◆ Directions for this task: In the Nutch mailing-list thread, at what stage was Nutch when it ran out of memory?

◆ Selection:
###
You are viewing a plain text version of this content. The canonical link for it is here.

Posted to user@nutch.apache.org by Kristopher Kane <kk...@gmail.com> on 2013/03/10 05:22:22 UTC

Session failed during parsing: IOException because of OOM

I had a long running session going and would like to try and pick up where
it left off if possible.  In the terminal, Nutch was at a parsing stage
then hit OOM.  Is there anyway to start that near where it left off?

-Kris

Re: Session failed during parsing: IOException because of OOM

Posted by kiran chitturi <ch...@gmail.com>.

Great! Just thought i would point out in case you missed :)


On Sun, Mar 10, 2013 at 11:30 PM, Kristopher Kane <kk...@gmail.com>wrote:

> Right, I'm running the script this time around based on your first reply.
###
◆ Extracted records:
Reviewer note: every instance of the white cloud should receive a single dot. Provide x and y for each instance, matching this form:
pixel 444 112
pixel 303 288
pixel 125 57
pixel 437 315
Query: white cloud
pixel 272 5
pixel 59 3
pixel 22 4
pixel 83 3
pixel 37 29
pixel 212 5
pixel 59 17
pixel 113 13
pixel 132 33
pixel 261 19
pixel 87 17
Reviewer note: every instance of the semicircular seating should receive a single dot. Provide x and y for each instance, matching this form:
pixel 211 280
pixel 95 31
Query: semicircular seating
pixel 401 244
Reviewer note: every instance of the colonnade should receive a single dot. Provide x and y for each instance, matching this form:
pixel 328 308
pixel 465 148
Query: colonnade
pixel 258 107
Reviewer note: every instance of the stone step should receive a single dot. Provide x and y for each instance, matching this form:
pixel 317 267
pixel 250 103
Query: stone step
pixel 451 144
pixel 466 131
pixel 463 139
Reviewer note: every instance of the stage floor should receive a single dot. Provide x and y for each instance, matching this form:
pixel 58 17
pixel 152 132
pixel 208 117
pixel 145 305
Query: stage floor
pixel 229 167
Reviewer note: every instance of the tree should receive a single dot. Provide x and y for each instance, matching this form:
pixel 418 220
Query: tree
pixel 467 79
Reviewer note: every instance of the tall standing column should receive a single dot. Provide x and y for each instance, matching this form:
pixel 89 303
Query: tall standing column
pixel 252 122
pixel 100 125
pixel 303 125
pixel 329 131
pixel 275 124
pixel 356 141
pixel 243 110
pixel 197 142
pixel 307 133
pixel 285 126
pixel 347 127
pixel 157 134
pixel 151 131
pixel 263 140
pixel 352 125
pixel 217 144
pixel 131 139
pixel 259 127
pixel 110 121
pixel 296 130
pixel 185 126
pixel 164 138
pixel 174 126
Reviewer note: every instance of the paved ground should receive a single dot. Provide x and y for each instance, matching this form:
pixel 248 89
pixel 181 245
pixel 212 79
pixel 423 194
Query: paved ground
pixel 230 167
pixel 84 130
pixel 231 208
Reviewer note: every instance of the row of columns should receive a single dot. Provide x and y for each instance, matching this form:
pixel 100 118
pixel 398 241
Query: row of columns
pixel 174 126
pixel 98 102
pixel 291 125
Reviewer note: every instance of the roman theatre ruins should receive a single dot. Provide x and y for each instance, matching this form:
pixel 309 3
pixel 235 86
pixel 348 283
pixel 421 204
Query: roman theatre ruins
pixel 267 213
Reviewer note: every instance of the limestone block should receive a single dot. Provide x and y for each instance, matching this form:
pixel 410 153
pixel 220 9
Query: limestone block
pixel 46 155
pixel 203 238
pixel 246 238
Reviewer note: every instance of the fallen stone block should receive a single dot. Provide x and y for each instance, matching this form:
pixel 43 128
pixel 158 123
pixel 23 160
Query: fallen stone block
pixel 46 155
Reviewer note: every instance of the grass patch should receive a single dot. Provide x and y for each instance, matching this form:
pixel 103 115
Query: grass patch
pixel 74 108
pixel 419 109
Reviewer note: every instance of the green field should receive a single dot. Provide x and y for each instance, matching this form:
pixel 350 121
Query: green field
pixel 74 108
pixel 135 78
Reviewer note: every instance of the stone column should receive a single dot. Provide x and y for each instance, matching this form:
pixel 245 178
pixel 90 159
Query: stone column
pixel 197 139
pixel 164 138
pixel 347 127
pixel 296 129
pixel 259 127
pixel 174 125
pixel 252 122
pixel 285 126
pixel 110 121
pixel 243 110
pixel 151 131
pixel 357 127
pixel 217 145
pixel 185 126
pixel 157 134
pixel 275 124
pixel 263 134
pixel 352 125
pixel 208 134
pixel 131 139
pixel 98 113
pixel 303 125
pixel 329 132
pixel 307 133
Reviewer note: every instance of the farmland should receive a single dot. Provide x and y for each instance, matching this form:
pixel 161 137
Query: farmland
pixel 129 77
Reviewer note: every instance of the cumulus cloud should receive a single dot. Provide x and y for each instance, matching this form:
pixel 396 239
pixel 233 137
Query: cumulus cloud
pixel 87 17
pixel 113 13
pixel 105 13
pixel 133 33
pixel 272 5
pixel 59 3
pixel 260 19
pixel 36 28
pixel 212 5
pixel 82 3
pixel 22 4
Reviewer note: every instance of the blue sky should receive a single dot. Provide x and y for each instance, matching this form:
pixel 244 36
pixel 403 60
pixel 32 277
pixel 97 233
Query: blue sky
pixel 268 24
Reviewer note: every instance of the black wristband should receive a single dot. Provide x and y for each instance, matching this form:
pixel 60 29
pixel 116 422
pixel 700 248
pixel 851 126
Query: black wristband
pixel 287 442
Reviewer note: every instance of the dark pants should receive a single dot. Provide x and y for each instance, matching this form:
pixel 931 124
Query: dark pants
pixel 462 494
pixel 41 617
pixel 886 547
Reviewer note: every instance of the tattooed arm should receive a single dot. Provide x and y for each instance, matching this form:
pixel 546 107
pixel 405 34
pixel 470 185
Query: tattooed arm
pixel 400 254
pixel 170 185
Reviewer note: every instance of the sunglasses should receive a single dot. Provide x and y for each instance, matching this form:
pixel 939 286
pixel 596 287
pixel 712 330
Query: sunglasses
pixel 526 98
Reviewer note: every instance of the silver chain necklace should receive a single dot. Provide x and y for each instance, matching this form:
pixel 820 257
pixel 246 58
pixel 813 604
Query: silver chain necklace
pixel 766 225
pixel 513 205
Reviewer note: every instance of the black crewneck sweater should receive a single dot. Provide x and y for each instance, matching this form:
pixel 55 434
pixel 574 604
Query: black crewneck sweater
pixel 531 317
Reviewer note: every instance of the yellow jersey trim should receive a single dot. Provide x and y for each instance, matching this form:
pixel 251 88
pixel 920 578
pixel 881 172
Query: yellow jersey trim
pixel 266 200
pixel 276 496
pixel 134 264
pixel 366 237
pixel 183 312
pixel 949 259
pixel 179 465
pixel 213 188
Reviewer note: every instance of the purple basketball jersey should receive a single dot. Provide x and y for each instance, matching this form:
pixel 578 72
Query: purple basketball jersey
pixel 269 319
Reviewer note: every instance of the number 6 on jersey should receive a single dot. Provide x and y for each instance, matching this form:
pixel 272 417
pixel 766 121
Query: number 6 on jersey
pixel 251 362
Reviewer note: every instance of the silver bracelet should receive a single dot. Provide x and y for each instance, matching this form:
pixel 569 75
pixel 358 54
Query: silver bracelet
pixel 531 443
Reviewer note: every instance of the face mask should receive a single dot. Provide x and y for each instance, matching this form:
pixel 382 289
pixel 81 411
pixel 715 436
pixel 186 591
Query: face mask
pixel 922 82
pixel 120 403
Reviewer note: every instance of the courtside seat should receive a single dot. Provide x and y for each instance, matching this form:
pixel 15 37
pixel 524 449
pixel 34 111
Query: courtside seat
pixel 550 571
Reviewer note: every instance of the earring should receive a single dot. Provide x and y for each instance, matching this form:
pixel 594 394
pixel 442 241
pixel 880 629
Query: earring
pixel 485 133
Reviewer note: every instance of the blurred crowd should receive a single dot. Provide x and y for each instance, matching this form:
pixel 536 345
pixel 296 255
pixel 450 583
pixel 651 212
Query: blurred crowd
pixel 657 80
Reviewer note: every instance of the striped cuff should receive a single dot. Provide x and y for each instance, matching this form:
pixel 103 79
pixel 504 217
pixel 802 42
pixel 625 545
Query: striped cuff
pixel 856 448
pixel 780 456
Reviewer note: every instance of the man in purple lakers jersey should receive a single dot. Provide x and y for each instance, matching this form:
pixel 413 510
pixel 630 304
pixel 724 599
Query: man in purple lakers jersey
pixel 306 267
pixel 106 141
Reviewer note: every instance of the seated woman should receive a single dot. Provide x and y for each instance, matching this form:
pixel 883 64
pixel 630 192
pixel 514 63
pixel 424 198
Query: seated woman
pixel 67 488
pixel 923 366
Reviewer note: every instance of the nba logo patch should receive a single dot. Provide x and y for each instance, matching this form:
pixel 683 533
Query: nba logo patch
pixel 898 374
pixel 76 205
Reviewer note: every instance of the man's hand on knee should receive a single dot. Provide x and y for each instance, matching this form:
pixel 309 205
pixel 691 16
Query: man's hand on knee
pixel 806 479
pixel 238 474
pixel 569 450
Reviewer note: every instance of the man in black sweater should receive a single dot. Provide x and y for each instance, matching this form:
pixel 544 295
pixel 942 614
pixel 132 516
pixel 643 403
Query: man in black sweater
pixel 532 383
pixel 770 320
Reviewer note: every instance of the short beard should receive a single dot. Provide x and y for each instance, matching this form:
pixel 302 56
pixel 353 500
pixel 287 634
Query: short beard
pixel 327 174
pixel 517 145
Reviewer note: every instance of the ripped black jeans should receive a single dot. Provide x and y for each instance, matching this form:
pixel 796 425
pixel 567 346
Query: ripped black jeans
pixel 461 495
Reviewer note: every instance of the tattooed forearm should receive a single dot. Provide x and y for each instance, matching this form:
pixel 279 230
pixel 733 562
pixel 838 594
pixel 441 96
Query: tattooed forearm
###
◆ Answer: It was at a parsing stage.